Given problem |
Give the lines again exactly, from the one holding "Can you find the wooden" to the last line of the listing below, both ends included and nothing added.
* * *
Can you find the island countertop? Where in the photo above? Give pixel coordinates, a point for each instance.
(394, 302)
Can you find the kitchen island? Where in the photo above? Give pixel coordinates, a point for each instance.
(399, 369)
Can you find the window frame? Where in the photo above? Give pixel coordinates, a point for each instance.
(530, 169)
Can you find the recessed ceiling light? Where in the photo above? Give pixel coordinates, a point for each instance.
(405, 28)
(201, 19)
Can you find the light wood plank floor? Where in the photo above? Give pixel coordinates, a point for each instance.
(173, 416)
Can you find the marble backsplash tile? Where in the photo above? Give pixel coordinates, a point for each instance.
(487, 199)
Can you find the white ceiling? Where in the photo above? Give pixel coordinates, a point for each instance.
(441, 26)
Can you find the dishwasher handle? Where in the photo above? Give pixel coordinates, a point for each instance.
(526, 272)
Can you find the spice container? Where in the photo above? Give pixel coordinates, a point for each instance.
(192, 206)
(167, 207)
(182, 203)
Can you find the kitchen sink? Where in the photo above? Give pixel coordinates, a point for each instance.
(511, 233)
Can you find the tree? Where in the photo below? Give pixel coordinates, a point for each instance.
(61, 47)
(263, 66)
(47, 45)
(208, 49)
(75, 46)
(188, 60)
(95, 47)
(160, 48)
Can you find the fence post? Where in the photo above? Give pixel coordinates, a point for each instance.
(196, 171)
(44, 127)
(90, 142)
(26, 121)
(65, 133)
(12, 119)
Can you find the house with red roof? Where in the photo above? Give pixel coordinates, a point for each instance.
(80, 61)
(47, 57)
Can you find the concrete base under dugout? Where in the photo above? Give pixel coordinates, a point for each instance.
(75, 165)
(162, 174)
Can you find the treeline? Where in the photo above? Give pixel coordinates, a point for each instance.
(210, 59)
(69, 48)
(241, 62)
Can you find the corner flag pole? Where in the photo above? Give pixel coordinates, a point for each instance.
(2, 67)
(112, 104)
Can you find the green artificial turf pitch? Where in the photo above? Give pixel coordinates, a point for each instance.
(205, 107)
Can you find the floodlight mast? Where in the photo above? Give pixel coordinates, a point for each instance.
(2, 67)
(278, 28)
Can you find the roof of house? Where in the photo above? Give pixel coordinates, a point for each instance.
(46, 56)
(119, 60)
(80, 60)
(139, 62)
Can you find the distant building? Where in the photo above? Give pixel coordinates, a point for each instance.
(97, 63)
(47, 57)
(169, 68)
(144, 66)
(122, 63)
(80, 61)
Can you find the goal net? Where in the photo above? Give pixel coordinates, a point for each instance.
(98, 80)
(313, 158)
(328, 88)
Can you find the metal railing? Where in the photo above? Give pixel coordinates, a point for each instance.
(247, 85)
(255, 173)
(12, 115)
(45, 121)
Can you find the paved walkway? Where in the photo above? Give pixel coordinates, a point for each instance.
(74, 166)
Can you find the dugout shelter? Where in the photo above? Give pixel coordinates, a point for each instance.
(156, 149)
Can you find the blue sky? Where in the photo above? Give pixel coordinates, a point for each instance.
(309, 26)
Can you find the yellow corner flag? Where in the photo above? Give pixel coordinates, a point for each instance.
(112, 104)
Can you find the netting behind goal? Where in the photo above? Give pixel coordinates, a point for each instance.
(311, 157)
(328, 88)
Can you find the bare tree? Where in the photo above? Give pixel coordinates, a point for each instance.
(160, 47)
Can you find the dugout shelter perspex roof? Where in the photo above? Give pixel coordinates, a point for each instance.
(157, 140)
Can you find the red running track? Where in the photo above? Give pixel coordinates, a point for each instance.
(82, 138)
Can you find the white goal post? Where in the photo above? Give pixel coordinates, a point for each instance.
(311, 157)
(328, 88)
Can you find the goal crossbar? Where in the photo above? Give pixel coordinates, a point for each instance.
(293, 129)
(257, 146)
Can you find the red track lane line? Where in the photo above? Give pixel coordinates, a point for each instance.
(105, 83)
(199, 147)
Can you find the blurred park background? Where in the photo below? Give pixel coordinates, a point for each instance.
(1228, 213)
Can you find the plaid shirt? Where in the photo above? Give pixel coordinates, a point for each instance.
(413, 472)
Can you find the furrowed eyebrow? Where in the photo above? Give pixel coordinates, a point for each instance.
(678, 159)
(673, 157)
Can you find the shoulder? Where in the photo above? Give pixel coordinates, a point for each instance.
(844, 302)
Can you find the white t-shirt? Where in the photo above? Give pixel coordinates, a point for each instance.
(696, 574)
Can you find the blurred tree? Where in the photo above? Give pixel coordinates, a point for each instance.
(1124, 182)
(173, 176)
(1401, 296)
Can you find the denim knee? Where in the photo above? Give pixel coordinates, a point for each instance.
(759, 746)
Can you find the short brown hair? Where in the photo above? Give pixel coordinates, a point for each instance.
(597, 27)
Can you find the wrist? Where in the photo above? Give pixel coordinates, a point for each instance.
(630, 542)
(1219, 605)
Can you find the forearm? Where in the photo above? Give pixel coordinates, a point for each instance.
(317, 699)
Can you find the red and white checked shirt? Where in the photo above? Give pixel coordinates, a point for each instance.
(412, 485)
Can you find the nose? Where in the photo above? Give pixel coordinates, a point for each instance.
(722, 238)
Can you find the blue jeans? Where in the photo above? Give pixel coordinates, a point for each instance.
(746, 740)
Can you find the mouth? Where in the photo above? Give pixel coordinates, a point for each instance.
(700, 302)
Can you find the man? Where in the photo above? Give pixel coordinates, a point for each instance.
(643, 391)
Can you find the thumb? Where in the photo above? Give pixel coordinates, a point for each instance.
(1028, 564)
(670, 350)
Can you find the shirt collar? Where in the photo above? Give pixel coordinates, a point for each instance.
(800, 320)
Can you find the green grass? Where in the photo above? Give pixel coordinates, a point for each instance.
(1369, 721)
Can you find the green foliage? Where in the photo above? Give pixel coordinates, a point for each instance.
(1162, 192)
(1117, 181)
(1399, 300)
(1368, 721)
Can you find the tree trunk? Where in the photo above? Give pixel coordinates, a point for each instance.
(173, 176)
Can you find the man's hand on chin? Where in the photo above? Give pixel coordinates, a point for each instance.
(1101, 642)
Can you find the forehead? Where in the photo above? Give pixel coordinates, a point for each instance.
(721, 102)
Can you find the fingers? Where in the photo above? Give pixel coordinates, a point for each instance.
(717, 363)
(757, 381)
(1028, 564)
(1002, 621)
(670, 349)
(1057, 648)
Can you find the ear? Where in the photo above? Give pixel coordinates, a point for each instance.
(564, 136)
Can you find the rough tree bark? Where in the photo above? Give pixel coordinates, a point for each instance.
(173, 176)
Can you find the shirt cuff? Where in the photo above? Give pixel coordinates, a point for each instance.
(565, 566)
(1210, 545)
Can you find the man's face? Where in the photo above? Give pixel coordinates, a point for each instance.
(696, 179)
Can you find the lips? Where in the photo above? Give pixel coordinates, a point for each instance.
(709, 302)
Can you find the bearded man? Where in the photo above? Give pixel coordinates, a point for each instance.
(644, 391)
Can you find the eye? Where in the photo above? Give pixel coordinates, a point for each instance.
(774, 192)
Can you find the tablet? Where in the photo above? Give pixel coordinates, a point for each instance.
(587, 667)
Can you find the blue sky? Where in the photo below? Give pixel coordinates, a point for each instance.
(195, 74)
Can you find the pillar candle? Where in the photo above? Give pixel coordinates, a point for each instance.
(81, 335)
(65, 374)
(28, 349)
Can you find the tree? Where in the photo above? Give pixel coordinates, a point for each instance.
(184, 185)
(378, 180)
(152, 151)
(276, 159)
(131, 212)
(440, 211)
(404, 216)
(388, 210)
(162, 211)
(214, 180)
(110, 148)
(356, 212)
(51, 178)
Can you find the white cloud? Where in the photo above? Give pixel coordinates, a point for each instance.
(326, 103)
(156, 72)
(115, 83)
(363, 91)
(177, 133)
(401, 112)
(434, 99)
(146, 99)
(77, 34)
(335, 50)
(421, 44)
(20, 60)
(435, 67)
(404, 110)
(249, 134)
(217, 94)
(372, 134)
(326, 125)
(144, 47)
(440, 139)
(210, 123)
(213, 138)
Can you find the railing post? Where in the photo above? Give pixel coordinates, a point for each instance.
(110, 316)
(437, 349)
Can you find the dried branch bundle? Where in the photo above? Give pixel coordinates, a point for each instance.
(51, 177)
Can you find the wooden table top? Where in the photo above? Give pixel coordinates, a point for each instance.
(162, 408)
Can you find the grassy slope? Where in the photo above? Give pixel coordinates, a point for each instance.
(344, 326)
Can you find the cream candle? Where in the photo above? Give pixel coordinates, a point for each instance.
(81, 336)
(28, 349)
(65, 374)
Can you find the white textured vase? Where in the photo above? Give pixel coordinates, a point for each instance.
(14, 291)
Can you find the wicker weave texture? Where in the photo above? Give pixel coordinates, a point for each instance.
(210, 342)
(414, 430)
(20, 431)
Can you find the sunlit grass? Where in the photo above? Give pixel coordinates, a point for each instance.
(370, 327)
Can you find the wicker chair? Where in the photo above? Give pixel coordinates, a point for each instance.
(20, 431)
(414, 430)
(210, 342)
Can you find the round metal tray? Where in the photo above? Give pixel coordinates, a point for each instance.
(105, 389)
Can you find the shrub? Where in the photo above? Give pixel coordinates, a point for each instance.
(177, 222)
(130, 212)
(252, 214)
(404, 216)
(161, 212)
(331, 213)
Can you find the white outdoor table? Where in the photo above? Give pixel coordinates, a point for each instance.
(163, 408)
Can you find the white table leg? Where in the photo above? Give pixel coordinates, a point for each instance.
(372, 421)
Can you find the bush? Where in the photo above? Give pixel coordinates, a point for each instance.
* * *
Worked answer |
Can you find the wooden table top? Where in the photo above? Give pixel coordinates, a point for each instance.
(162, 408)
Can you find the grassy slope? Where in the photo above? Give pixel coordinates, a point for each instance.
(344, 326)
Can you find the cream candle? Where in the photo above? Give pixel coordinates, a point for each instance.
(81, 336)
(28, 349)
(65, 374)
Can you find the white textured vase? Where in the photo above? Give pixel coordinates, a point for each instance.
(14, 291)
Can you find the wicker weave texture? Where in the photo above? Give pixel coordinates, a point for each instance.
(210, 342)
(414, 430)
(20, 431)
Can you find the sunlit grass? Where in the photo above? Give pixel coordinates, a point for each instance.
(370, 327)
Can you find the wicker chair? Where in the photo above? Give pixel coordinates, a point for each instance.
(20, 431)
(414, 430)
(210, 342)
Can you find the round metal tray? Where in the photo above? Give pixel coordinates, a point for each instance.
(105, 389)
Can you find the shrub? Where in the photo above? Give pixel coordinates, a point for each instance.
(177, 222)
(130, 212)
(252, 214)
(404, 216)
(161, 212)
(331, 213)
Can you find the white outdoor table? Where in the photo above? Give pixel coordinates, a point for each instance.
(163, 408)
Can you find the white table leg? Where in the photo above? Give pixel coordinates, a point for each instance.
(372, 421)
Can you find the bush? Where in the photo above? Give pixel coordinates, a point for each instance.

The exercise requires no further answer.